(Point localization data)
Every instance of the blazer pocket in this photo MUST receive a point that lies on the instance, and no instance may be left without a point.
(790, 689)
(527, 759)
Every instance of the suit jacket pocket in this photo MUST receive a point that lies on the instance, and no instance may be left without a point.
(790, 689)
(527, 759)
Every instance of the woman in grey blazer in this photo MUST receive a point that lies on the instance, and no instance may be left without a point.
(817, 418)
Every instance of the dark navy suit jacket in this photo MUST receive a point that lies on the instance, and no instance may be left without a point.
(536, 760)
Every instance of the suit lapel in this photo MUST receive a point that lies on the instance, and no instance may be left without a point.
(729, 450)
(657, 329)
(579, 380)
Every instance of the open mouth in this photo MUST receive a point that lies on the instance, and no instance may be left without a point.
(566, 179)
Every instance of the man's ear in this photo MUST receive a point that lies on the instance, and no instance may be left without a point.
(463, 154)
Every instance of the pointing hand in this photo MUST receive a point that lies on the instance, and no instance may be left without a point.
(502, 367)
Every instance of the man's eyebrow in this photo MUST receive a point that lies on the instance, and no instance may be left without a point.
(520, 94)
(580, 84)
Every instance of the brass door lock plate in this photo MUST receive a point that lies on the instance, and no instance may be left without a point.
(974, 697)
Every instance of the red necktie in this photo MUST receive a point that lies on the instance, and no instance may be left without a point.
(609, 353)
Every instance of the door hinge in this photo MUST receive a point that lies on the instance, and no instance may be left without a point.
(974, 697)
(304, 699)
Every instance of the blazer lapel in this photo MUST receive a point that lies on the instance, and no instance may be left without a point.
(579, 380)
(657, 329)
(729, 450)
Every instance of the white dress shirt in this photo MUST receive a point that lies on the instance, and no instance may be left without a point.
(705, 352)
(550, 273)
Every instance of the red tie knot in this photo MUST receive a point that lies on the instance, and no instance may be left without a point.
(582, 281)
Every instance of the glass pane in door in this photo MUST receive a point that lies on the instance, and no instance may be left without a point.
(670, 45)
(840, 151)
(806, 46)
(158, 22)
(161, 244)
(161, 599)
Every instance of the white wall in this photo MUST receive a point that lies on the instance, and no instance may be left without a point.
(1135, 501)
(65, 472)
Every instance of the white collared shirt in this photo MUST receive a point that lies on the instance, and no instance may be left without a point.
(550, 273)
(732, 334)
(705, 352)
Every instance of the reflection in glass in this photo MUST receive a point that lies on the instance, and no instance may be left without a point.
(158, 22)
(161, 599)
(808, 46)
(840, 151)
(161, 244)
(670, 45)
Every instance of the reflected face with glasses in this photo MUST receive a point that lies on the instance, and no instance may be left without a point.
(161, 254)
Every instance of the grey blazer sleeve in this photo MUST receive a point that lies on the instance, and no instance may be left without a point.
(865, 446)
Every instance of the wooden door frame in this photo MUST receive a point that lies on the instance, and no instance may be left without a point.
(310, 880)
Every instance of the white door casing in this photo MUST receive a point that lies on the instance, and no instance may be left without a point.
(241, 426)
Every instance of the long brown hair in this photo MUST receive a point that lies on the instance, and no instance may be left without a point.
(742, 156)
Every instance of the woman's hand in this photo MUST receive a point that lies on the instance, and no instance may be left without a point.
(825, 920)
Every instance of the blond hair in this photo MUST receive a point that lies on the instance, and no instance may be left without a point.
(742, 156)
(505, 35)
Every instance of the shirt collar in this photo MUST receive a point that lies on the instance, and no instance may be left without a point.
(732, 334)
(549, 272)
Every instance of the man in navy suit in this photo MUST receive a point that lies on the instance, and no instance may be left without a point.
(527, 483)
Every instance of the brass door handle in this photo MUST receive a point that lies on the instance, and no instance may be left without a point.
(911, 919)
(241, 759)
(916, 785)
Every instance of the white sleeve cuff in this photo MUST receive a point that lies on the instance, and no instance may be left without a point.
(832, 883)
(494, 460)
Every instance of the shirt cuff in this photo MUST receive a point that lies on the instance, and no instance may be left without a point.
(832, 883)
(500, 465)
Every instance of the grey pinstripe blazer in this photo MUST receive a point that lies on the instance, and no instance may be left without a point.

* Exercise objective
The records above are to be given again in full, word for word.

* Solution for this task
Every instance of the blazer pocket in this photo MUST receive a point that lies on the instance, and no instance may be left without a point.
(790, 689)
(527, 759)
Every instance of the suit jacket pocket in this photo MUST receive a point that lies on the instance, and no instance may be left without a point.
(790, 689)
(527, 759)
Every instance of the woman in grey blazer in this photo MUST receive a point that lies on the instance, and no instance may be left without a point.
(817, 418)
Every instance of the dark navy suit jacket in this photo MUST receive a point that lies on the instance, and no instance may be left without a point.
(536, 760)
Every instance of the suit lapel in this photo MUST receive a point that lies on the instance, and no instance may be left without a point.
(729, 450)
(657, 329)
(579, 380)
Every instance of the open mouth in this photo MUST receive a point that lies on the instance, and no instance may be left without a point.
(566, 179)
Every instance of the man's ear in this photo MUST receive a point that lies on the instance, and no instance may be left without a point.
(463, 154)
Every instance of the pointing hand in this photo MUST receive a point that lies on the instance, and no instance may be left without a point.
(502, 367)
Every instance of the man's eyebrow in this photo MUST receive a point that lies on the instance, and no instance may be left without a point.
(520, 94)
(580, 84)
Every instance of the brass door lock plate in this photo MUST receive a point that lies on the instance, and no instance may be left without a point.
(974, 697)
Every instance of the red necktie in this photo MUST receive a point that lies on the instance, and no instance may be left without a point.
(609, 353)
Every instance of the door hinge in this photo MUST receive a point that lies on the instance, and no instance may be left without a point.
(974, 697)
(304, 699)
Every instance of the blazer lapel in this photo MUST receive a point that lies on the instance, and no instance may be left without a point.
(579, 380)
(657, 329)
(729, 450)
Every instance of the white dress shirt in this photo MUST receive a point that lies on the instance, and no instance may be left without a point.
(705, 352)
(550, 273)
Every instance of the red tie knot in this photo MUST receive a point that lies on the instance, and no instance may be left without a point.
(582, 281)
Every instance of the glass pane in door in this photo MUST receive a point that lies on the instance, and no instance may be left without a point.
(670, 45)
(840, 151)
(806, 46)
(158, 22)
(161, 244)
(161, 599)
Every instance of the white wall in this photo MUST receive a point that lies on the instance, and no instance may be left without a point.
(1135, 501)
(65, 472)
Every instance of the white collared shirt in this photo MUST receive a point that lies on the instance, and no instance may be left without a point.
(550, 273)
(732, 334)
(705, 352)
Every instance of the reflection in glass in this photo MUST receive a point that lies on the instance, and no instance may be left without a point.
(158, 22)
(161, 599)
(808, 46)
(840, 151)
(161, 244)
(670, 45)
Every instance of the reflected face with glasses in this photo MUST receive a point that lies on the instance, and no instance may be left without a point.
(161, 254)
Every instance of the grey blazer sleeve in this photo MUST receive a point that lies on the instance, and no instance may be left without a point.
(865, 446)
Every instance of the wooden door frame in this photo MUST receive a point that lies on the instance, and no instance may be left without a point.
(310, 880)
Every instance of the white door casing in this photo MUST receive a point that lies on the instance, and no instance may be left without a point.
(241, 426)
Every instance of the long brown hair in this photo MUST receive a point that lies on the instance, and no instance may be left without a point.
(742, 156)
Every instance of the woman's hand in this photo MUST receive a point that lies on the instance, and no instance may be left without a point.
(825, 920)
Every instance of the blond hair in this photo MUST receive a point that lies on the instance, and no instance may be left without a point.
(742, 156)
(505, 35)
Every instance of the shirt collar in this photo MUST receive a point that lies on the instance, and no instance may be left without a point.
(732, 334)
(549, 272)
Every instance of the man in navy suit in this photo MUST receive a point that lies on the instance, and no instance may be left without a point.
(527, 483)
Every instance of the brass door handle in this photo MUST receive a point that lies on the instance, and no instance may be left without a point.
(911, 919)
(241, 759)
(916, 785)
Every instance of the white sleeve cuff in this photo MUST receive a point that lies on the instance, and no instance may be left without a point.
(832, 883)
(494, 460)
Every instance of the shirt cuff in this photo MUST receive a point that lies on the instance, and no instance may be left without a point.
(832, 883)
(500, 465)
Every instance of the grey pinstripe blazer in this photo MUST receive a point that lies on the instance, and no instance may be left without a point.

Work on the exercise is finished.